▶ Selected extract
Supplemental Nutrition Assistance Program (SNAP) benefits were initially increased at the beginning of the Covid-19 pandemic. Although Republicans in 18 states had already ended the emergency allotments (EAs), households in the other 32 states along with Washington, D.C., Guam, and the U.S. Virgin Islands have continued to receive them.
However, the increased SNAP benefits are set to end Wednesday because of the omnibus spending package from December — federal lawmakers traded the temporary pandemic-era boost for a permanent program to feed children in the summer.
“We’re really going to struggle,” Deanna Hardy, a mother of two in Marshfield, Wisconsin, told ABC News. “We’re going to have to end up going back to cheaper items like noodles and processed stuff because the meat, the dairy, fruits, and veggies. It’s expensive.”

▶ Task goal
In the text on SNAP benefits, in how many states had the emergency allotments already been ended? Please answer briefly.

▶ Information supplied
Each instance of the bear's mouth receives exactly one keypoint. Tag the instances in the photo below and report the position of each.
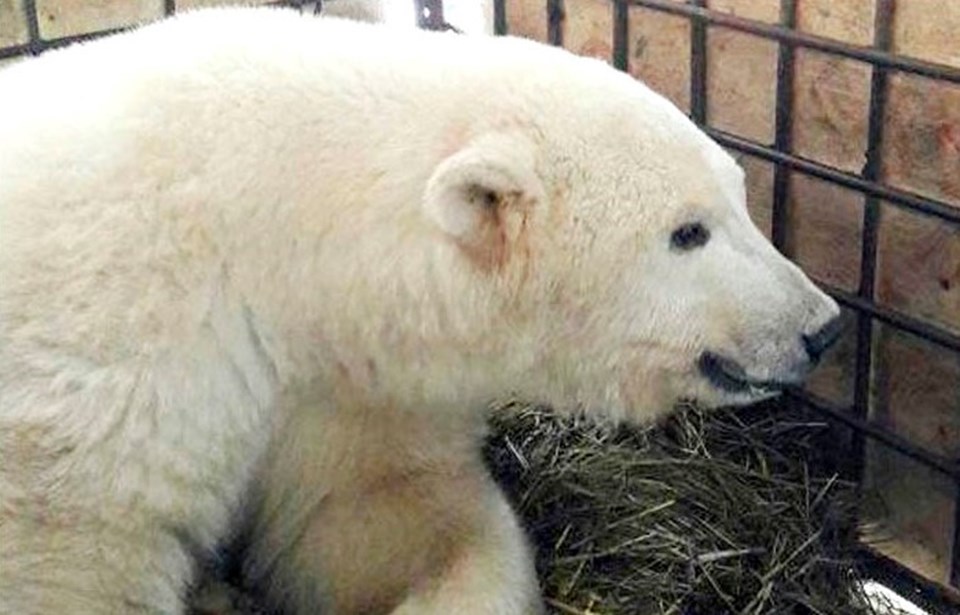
(728, 375)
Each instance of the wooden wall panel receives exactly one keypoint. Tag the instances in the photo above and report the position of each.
(759, 181)
(528, 18)
(922, 145)
(928, 29)
(825, 223)
(919, 267)
(59, 18)
(588, 30)
(910, 511)
(659, 53)
(760, 10)
(741, 83)
(850, 21)
(830, 110)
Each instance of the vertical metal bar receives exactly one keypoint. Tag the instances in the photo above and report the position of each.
(35, 45)
(883, 30)
(500, 17)
(698, 67)
(783, 137)
(955, 547)
(555, 17)
(621, 35)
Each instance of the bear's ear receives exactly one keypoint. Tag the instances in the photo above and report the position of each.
(481, 195)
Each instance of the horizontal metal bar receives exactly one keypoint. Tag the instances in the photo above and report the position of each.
(897, 442)
(802, 39)
(40, 46)
(898, 320)
(899, 198)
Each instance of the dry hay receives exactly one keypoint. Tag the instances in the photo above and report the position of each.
(708, 514)
(727, 512)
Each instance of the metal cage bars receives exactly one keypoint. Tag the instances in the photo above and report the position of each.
(867, 182)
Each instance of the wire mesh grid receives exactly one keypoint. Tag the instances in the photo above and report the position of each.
(868, 182)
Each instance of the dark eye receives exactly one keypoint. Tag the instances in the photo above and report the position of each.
(690, 236)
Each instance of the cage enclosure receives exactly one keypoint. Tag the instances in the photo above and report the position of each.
(846, 119)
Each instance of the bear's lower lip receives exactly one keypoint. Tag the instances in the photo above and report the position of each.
(727, 375)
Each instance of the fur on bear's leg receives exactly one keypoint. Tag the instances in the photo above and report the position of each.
(368, 511)
(445, 542)
(112, 483)
(491, 572)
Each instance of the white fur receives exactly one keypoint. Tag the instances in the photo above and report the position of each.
(244, 274)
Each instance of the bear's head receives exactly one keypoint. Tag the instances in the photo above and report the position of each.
(613, 234)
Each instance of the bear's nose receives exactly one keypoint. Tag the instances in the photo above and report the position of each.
(817, 343)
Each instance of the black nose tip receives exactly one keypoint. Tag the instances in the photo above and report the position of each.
(818, 343)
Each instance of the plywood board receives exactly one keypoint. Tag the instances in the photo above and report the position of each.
(928, 29)
(588, 30)
(741, 83)
(659, 53)
(910, 511)
(918, 268)
(830, 110)
(759, 181)
(922, 143)
(60, 18)
(850, 21)
(825, 223)
(760, 10)
(528, 18)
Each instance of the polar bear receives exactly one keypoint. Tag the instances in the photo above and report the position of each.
(265, 271)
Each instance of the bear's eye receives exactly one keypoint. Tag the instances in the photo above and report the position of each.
(690, 236)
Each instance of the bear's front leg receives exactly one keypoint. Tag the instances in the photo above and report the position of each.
(377, 513)
(111, 487)
(488, 572)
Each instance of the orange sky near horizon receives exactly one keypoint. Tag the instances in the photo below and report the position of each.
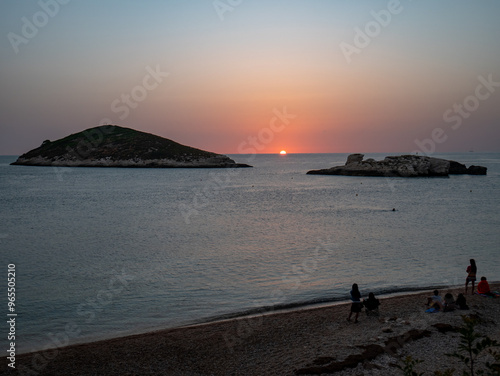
(223, 78)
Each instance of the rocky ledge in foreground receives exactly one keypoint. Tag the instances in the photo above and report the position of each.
(114, 146)
(400, 166)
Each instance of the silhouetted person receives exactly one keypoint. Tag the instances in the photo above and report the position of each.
(461, 302)
(483, 287)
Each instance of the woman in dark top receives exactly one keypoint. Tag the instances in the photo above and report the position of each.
(356, 303)
(471, 275)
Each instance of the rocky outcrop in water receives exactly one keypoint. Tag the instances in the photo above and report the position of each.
(400, 166)
(114, 146)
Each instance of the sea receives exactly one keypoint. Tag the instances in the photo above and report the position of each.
(101, 253)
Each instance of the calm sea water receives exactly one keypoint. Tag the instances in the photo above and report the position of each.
(109, 252)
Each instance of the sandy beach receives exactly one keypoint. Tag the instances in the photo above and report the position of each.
(305, 341)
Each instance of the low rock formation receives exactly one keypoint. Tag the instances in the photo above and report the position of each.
(113, 146)
(400, 166)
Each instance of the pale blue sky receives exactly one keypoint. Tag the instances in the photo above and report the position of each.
(225, 77)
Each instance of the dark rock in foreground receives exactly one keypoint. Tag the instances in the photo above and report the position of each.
(400, 166)
(113, 146)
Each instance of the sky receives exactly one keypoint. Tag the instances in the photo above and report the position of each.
(245, 76)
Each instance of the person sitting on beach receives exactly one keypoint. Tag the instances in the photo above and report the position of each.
(471, 275)
(437, 302)
(449, 303)
(371, 304)
(483, 288)
(356, 305)
(461, 302)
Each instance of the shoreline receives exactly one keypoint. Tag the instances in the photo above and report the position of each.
(246, 314)
(280, 342)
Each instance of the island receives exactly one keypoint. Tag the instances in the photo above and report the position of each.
(400, 166)
(114, 146)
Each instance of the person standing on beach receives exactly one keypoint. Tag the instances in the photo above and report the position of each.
(356, 303)
(471, 275)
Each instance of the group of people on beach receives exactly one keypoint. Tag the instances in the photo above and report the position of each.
(434, 303)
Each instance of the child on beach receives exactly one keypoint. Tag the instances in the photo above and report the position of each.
(461, 302)
(471, 275)
(356, 305)
(371, 304)
(435, 302)
(483, 288)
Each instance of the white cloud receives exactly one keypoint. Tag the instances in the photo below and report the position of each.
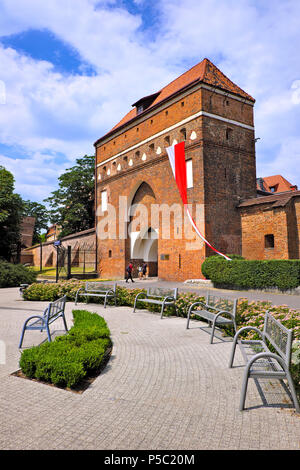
(254, 43)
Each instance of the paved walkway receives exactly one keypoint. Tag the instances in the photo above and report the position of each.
(165, 388)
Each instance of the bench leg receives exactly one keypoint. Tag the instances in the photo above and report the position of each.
(162, 311)
(293, 391)
(65, 323)
(188, 318)
(212, 332)
(22, 336)
(233, 351)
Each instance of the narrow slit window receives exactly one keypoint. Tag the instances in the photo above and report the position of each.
(104, 201)
(183, 134)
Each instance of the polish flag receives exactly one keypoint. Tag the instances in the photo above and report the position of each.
(176, 154)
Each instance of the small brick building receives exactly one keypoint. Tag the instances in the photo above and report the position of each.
(215, 119)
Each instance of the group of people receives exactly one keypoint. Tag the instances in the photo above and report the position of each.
(142, 271)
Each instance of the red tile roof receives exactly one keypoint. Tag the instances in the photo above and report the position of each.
(205, 72)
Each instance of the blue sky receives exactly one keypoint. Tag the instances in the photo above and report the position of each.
(70, 69)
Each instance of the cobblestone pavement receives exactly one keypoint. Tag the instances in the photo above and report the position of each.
(164, 388)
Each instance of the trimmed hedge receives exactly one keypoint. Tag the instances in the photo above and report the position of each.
(69, 358)
(12, 275)
(252, 274)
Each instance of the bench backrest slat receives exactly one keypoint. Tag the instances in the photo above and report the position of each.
(279, 336)
(99, 287)
(222, 303)
(161, 292)
(56, 308)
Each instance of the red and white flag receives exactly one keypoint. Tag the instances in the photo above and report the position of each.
(176, 154)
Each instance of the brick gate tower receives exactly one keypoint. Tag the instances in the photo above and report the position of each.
(133, 176)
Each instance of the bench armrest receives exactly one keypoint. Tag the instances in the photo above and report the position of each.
(139, 294)
(169, 297)
(236, 337)
(224, 312)
(35, 316)
(267, 355)
(248, 328)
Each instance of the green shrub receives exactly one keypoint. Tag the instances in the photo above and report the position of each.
(66, 360)
(252, 274)
(12, 275)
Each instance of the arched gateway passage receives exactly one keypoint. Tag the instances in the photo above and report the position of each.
(142, 242)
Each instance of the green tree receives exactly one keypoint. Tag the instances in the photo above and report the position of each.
(11, 213)
(41, 214)
(72, 205)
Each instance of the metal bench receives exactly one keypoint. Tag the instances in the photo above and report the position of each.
(97, 289)
(217, 310)
(54, 311)
(260, 361)
(158, 296)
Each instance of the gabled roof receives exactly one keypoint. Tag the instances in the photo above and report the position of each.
(204, 72)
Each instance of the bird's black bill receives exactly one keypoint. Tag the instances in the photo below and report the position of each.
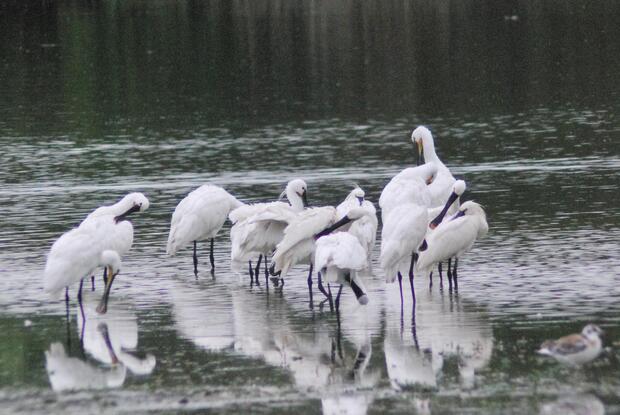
(443, 212)
(332, 228)
(134, 208)
(103, 329)
(356, 288)
(102, 308)
(458, 215)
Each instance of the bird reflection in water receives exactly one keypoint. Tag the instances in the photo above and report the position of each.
(442, 328)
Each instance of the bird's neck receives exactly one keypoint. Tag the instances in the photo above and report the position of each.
(295, 200)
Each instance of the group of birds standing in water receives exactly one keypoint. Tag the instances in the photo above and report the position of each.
(424, 225)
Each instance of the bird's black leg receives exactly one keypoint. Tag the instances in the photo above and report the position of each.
(211, 257)
(454, 276)
(195, 261)
(320, 285)
(310, 281)
(400, 286)
(411, 277)
(80, 291)
(450, 272)
(257, 270)
(337, 302)
(440, 276)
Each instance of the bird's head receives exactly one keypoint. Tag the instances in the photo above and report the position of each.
(296, 190)
(592, 331)
(421, 136)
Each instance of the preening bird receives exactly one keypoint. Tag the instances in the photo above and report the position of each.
(442, 183)
(123, 240)
(440, 214)
(339, 257)
(259, 227)
(298, 244)
(365, 228)
(454, 237)
(404, 226)
(411, 183)
(199, 216)
(575, 349)
(130, 203)
(77, 253)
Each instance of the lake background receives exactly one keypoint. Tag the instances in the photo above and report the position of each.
(101, 98)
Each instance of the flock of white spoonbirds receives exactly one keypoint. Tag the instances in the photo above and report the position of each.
(424, 225)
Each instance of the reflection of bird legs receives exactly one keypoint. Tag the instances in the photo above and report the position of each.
(103, 329)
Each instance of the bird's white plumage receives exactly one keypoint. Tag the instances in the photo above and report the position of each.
(454, 237)
(403, 232)
(77, 253)
(122, 206)
(407, 186)
(442, 183)
(200, 215)
(298, 243)
(70, 373)
(259, 227)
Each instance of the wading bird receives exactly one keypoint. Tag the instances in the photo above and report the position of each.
(77, 253)
(365, 228)
(199, 216)
(133, 202)
(575, 349)
(442, 183)
(339, 258)
(298, 245)
(454, 237)
(259, 227)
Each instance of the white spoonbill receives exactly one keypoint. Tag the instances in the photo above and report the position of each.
(199, 216)
(77, 253)
(575, 349)
(258, 227)
(440, 214)
(404, 228)
(365, 228)
(454, 237)
(339, 257)
(409, 183)
(130, 203)
(443, 180)
(301, 234)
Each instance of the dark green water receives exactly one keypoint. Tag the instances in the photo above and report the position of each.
(101, 98)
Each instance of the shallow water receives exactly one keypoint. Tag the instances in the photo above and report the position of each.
(248, 95)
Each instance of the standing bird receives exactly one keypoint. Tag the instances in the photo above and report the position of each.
(404, 228)
(442, 183)
(575, 349)
(365, 228)
(133, 202)
(77, 253)
(300, 235)
(259, 227)
(411, 182)
(199, 216)
(454, 237)
(339, 257)
(438, 215)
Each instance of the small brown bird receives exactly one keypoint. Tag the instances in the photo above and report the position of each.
(575, 349)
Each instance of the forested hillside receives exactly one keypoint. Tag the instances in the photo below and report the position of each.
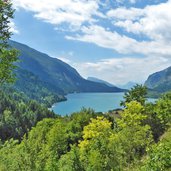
(55, 73)
(18, 114)
(94, 141)
(159, 82)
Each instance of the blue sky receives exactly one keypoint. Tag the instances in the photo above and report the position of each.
(118, 41)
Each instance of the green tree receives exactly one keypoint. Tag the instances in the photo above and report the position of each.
(137, 93)
(7, 55)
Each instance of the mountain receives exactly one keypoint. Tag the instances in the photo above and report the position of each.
(54, 72)
(160, 82)
(128, 85)
(97, 80)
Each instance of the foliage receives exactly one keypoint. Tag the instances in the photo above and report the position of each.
(18, 114)
(7, 55)
(159, 157)
(92, 141)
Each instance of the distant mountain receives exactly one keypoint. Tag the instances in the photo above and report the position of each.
(97, 80)
(160, 82)
(128, 85)
(34, 88)
(54, 72)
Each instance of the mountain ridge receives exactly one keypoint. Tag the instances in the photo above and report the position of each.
(56, 72)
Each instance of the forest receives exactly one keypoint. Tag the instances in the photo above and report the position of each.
(139, 138)
(33, 138)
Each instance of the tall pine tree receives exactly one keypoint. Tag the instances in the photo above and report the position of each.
(8, 55)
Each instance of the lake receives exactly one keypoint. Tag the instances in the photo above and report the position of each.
(100, 102)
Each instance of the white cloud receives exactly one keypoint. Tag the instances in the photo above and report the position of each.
(120, 43)
(72, 12)
(122, 70)
(13, 28)
(152, 21)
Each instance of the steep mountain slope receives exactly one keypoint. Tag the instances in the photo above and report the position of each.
(97, 80)
(160, 81)
(34, 88)
(53, 71)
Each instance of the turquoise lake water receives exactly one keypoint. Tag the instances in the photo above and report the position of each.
(100, 102)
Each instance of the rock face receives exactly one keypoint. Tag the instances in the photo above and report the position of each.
(160, 81)
(59, 75)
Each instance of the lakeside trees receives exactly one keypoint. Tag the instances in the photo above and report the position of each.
(91, 141)
(7, 55)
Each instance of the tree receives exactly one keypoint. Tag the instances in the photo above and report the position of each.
(137, 93)
(7, 55)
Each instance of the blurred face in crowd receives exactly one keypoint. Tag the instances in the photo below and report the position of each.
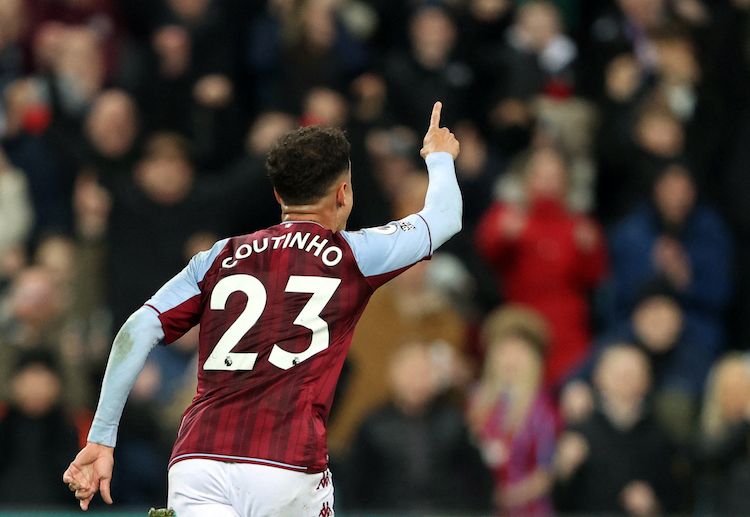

▶ Task result
18 states.